Count the lines in the records below that contain the string "woven", treating uppercase and lowercase as different, and give only that number.

Outline labeling records:
..............................

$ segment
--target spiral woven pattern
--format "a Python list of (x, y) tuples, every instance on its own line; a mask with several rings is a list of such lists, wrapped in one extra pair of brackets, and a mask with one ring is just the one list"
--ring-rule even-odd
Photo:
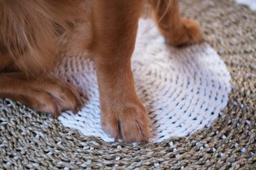
[(255, 169), (256, 13), (230, 0), (183, 1), (181, 7), (200, 23), (231, 75), (222, 115), (188, 137), (134, 145), (86, 136), (45, 114), (1, 100), (0, 169)]
[[(228, 103), (230, 75), (209, 44), (183, 48), (164, 42), (151, 19), (139, 21), (132, 68), (139, 97), (150, 120), (152, 142), (185, 136), (210, 126)], [(114, 138), (102, 130), (96, 73), (86, 54), (67, 56), (56, 74), (84, 94), (85, 104), (77, 115), (65, 112), (59, 120), (86, 136), (106, 142)]]

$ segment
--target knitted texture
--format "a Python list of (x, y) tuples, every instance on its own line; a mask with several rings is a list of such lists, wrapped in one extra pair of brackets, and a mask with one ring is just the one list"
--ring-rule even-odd
[[(77, 115), (65, 112), (59, 120), (86, 136), (113, 142), (100, 126), (96, 69), (86, 56), (67, 56), (56, 71), (84, 93), (85, 101)], [(152, 20), (139, 22), (132, 68), (152, 142), (210, 126), (228, 102), (230, 76), (217, 52), (206, 43), (183, 48), (166, 45)]]
[(199, 22), (231, 76), (228, 103), (212, 124), (161, 142), (106, 142), (0, 99), (0, 169), (256, 169), (256, 13), (231, 0), (183, 0), (181, 11)]

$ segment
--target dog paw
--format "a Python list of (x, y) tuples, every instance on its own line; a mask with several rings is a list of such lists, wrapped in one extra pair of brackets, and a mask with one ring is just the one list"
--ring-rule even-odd
[(102, 126), (105, 132), (113, 136), (117, 141), (149, 142), (150, 133), (149, 120), (142, 104), (119, 104), (119, 107), (108, 105), (102, 109)]
[(181, 27), (173, 32), (168, 31), (168, 33), (164, 33), (166, 29), (161, 29), (168, 44), (181, 46), (199, 43), (203, 40), (200, 26), (196, 22), (188, 19), (182, 19), (181, 22)]
[(26, 103), (38, 111), (52, 114), (54, 118), (57, 118), (63, 110), (72, 110), (77, 114), (82, 107), (78, 91), (65, 81), (44, 77), (34, 81), (28, 87)]

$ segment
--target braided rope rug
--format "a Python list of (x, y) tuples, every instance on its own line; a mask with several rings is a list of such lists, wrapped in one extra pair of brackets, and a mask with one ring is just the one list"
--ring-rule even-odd
[[(255, 168), (256, 13), (245, 6), (235, 4), (232, 1), (183, 1), (181, 7), (183, 15), (200, 23), (205, 41), (217, 50), (231, 75), (232, 89), (228, 95), (228, 101), (224, 97), (221, 107), (214, 108), (217, 109), (216, 113), (214, 112), (213, 116), (211, 114), (205, 117), (209, 118), (206, 123), (207, 126), (183, 130), (185, 132), (182, 135), (189, 136), (177, 137), (173, 133), (176, 137), (167, 136), (166, 139), (156, 137), (154, 141), (158, 142), (145, 145), (106, 142), (100, 138), (86, 136), (79, 131), (66, 128), (46, 114), (36, 113), (20, 103), (3, 99), (0, 101), (0, 168)], [(148, 36), (147, 34), (148, 32), (145, 33), (146, 37)], [(156, 42), (158, 40), (156, 38)], [(179, 54), (181, 54), (181, 53), (189, 51), (195, 54), (197, 52), (195, 48), (207, 49), (203, 54), (212, 52), (208, 56), (212, 56), (218, 61), (215, 60), (216, 62), (214, 63), (220, 63), (220, 68), (224, 68), (222, 73), (224, 73), (226, 69), (221, 60), (218, 60), (218, 56), (214, 50), (205, 43), (197, 46), (197, 46), (193, 46), (182, 50), (171, 48), (172, 54), (169, 57), (180, 56)], [(134, 58), (136, 61), (136, 58)], [(153, 59), (151, 56), (148, 57), (143, 62)], [(172, 62), (175, 60), (172, 58)], [(205, 62), (208, 63), (207, 60)], [(136, 68), (134, 66), (133, 71)], [(137, 71), (139, 73), (139, 71)], [(210, 73), (218, 73), (216, 71), (211, 71)], [(175, 73), (179, 72), (172, 70), (170, 73), (170, 80), (172, 80), (172, 82), (175, 81), (174, 77), (177, 76)], [(193, 73), (188, 73), (189, 75), (193, 75)], [(224, 75), (229, 77), (228, 74)], [(224, 75), (210, 77), (218, 80)], [(93, 79), (95, 78), (91, 77), (90, 80)], [(139, 79), (136, 79), (137, 82)], [(226, 91), (223, 91), (224, 96), (227, 95), (229, 91), (228, 80), (216, 82), (226, 85)], [(136, 83), (137, 87), (139, 87), (137, 85), (139, 83)], [(173, 85), (171, 85), (167, 87), (168, 89), (171, 89)], [(138, 90), (139, 91), (139, 88)], [(88, 91), (86, 90), (86, 93)], [(91, 101), (95, 94), (86, 95), (85, 97)], [(139, 95), (143, 97), (143, 93), (139, 93)], [(98, 101), (96, 101), (95, 105), (97, 105)], [(146, 101), (143, 101), (148, 107)], [(225, 102), (227, 102), (226, 106)], [(218, 114), (222, 112), (222, 108), (224, 108), (223, 114)], [(200, 112), (201, 110), (199, 111), (199, 114), (203, 115)], [(60, 120), (64, 122), (61, 119), (65, 120), (67, 116), (69, 116), (68, 112)], [(200, 116), (197, 118), (200, 118)], [(181, 126), (184, 126), (182, 124)], [(195, 132), (195, 130), (198, 130)], [(178, 130), (178, 134), (182, 131), (179, 128), (175, 130)], [(110, 139), (102, 138), (105, 140)]]

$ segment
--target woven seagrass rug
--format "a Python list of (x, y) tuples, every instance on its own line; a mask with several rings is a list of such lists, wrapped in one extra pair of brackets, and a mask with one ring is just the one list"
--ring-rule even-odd
[(85, 107), (57, 120), (0, 99), (0, 168), (256, 168), (256, 12), (232, 1), (183, 1), (181, 8), (199, 22), (204, 43), (166, 46), (140, 22), (133, 71), (150, 143), (111, 142), (99, 124), (93, 62), (67, 56), (56, 74), (79, 89)]

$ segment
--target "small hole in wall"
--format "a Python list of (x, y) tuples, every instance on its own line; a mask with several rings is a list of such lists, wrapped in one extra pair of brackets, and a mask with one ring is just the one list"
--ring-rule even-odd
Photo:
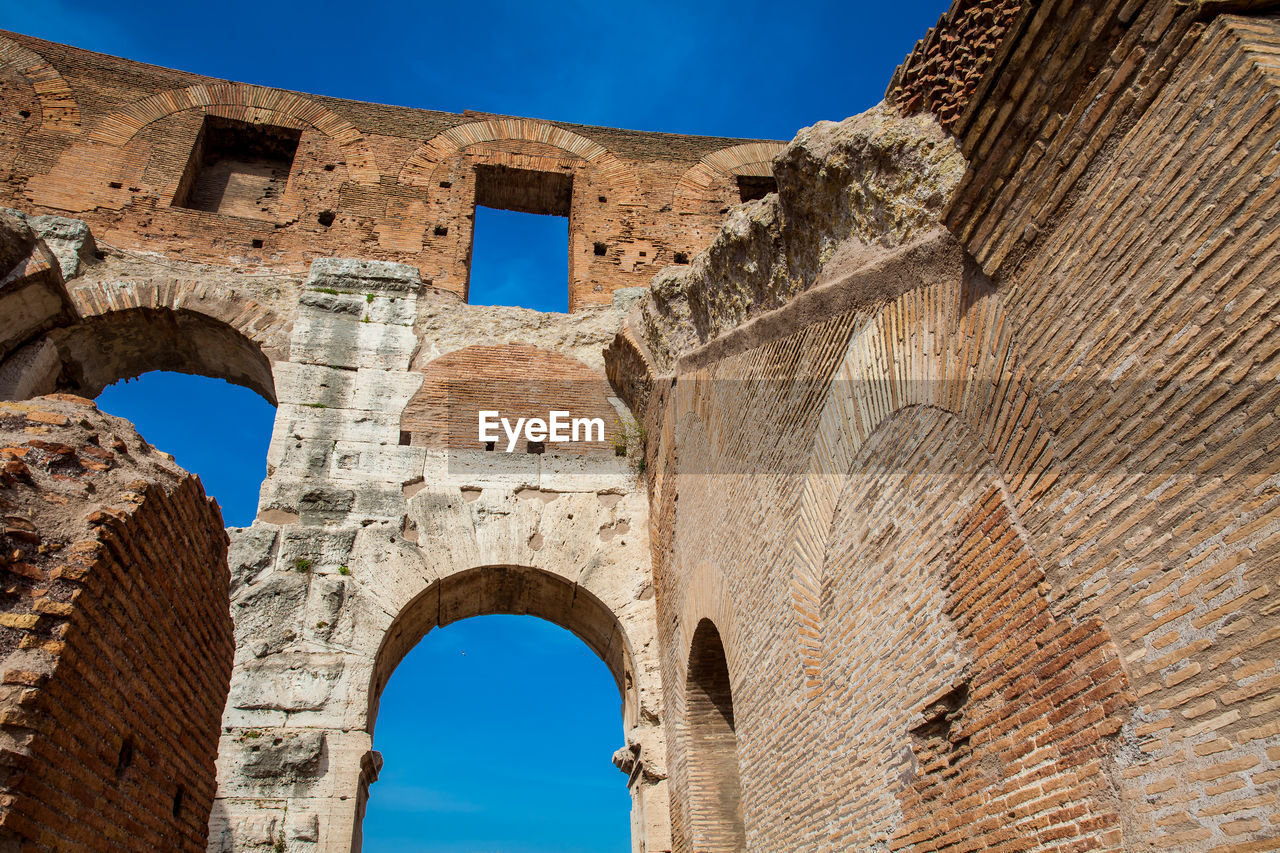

..............................

## Solution to the exercise:
2